#### [Task item]
Reproduce what is written in the records below exactly, and leave out the images.
___ Data records ___
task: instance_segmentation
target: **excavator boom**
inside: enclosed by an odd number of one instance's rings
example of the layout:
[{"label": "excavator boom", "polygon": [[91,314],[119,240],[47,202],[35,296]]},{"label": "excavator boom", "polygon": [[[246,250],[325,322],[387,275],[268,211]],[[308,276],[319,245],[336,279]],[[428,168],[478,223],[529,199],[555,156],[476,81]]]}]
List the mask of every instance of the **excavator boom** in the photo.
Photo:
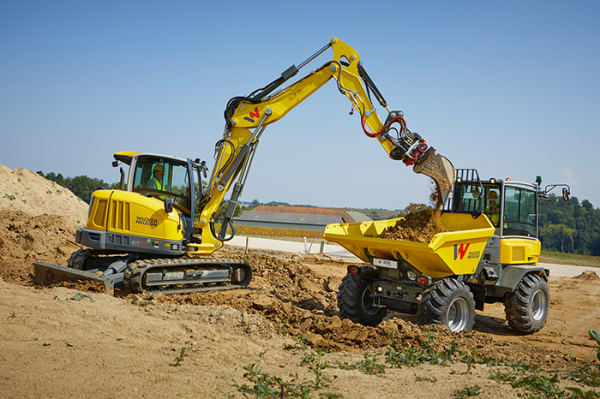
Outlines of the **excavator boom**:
___
#### [Output for this exercise]
task: instance_segmentation
target: **excavator boom**
inside: enclosed by an odd number of one instance's rings
example of the layout:
[{"label": "excavator boom", "polygon": [[91,314],[119,240],[47,202],[35,296]]},{"label": "excavator boom", "polygon": [[[246,250],[325,322],[387,275],[268,211]],[[308,276],[319,245],[336,279]],[[428,168],[478,223],[529,199],[555,156],[476,81]]]}]
List the mask of every instance of the **excavator boom** in the photo.
Photo:
Outlines of the **excavator boom**:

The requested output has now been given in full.